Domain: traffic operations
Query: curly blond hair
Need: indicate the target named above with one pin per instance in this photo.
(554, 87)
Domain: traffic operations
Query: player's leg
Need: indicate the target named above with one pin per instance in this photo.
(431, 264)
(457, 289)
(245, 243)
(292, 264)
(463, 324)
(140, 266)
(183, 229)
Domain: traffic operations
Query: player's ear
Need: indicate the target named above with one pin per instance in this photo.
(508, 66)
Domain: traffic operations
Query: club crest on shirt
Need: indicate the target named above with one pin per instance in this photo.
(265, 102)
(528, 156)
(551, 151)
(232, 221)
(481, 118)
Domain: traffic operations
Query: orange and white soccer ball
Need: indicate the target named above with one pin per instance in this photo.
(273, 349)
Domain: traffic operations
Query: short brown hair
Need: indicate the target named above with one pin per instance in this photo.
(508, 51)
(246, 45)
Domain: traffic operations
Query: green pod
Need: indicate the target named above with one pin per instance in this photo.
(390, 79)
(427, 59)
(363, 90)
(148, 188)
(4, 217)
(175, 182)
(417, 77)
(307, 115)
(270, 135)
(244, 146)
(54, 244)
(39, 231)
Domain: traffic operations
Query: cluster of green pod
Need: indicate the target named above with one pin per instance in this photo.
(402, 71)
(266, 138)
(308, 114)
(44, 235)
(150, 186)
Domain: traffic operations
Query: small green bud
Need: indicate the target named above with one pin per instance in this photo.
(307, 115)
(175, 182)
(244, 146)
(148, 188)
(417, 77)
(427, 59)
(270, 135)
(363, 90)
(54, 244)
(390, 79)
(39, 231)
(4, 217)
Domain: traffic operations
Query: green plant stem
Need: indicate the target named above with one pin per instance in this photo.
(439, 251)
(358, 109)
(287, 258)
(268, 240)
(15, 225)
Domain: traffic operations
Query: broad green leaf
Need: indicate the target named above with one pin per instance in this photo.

▬▬▬

* **Problem**:
Please transcribe the entire listing precisely.

* **Result**:
Domain: traffic operations
Query: curly blond hair
Need: indicate the target named above with one pin per instance in this photo.
(554, 87)
Domain: traffic operations
Query: player's leg
Need: indicate the target named above with one pin per instance in this photo.
(431, 264)
(457, 289)
(245, 243)
(292, 264)
(463, 324)
(140, 266)
(183, 229)
Domain: traffic operations
Query: player's ear
Need: indicate the target named above with one pin per instance in this photo.
(508, 66)
Domain: traffic operations
Query: club crest on shirt
Need: indicate the target named above with one pin per instance in this photo.
(265, 102)
(528, 156)
(551, 151)
(232, 221)
(481, 118)
Domain: traffic operations
Query: orange and white soccer ball
Need: indicate the target named above with one pin per instance in this photo.
(273, 349)
Domain: traffic operations
Query: short brown hair
Need: indicate the target named above with one pin per instance in this photo.
(508, 51)
(246, 45)
Domain: traffic operations
Query: green pod
Need: indicate the target named above with one pin per instance in this photo.
(390, 79)
(427, 59)
(363, 90)
(148, 188)
(4, 217)
(175, 182)
(417, 77)
(307, 115)
(270, 135)
(244, 146)
(54, 244)
(39, 231)
Domain: traffic operations
Query: cluster of green pod
Need: indicate the target named above with one pin per instance in this photo.
(402, 71)
(266, 138)
(308, 114)
(44, 235)
(150, 186)
Domain: traffic operations
Query: small green bud
Need: indicate the target named above with one pin per instance in this photo.
(307, 115)
(175, 182)
(244, 146)
(148, 188)
(417, 77)
(427, 59)
(270, 135)
(363, 90)
(54, 244)
(390, 79)
(39, 231)
(4, 217)
Domain: traffic operations
Query: green plant stem
Need: indicate the target named above with one pin per instance in this photo.
(439, 251)
(358, 109)
(287, 258)
(268, 240)
(15, 225)
Domain: traffic operations
Query: broad green leaf
Need: indicate the target named above with one pin per instance in this photo.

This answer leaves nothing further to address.